◆ ACTION ITEM ◆
In the records below, find the line containing "of the tree", then reproduce that line and every one after it to the end, exactly and alone.
BEGIN DATA SHOWN
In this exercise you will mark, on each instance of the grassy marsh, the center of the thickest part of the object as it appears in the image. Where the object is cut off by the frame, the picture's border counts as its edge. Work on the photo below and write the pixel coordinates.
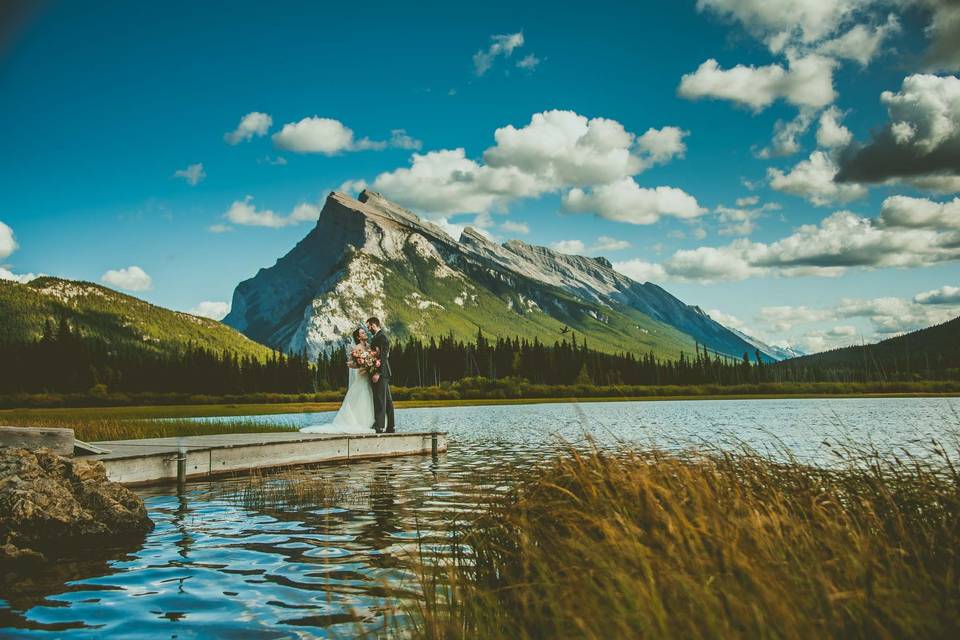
(635, 544)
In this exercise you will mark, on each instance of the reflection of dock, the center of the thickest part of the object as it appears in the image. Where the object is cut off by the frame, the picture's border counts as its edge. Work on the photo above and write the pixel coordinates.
(157, 460)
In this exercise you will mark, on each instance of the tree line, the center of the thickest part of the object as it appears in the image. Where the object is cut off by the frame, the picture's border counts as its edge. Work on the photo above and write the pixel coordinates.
(65, 361)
END DATA SHOWN
◆ TASK ANSWER ◆
In this exercise you will mark, on each instance of the tree line, the center of the thickest part of the object as it appears in the image. Where the object is cut off by the frame, the picture's border counts as its edge. Work on the photo above and write the pixel coordinates.
(65, 361)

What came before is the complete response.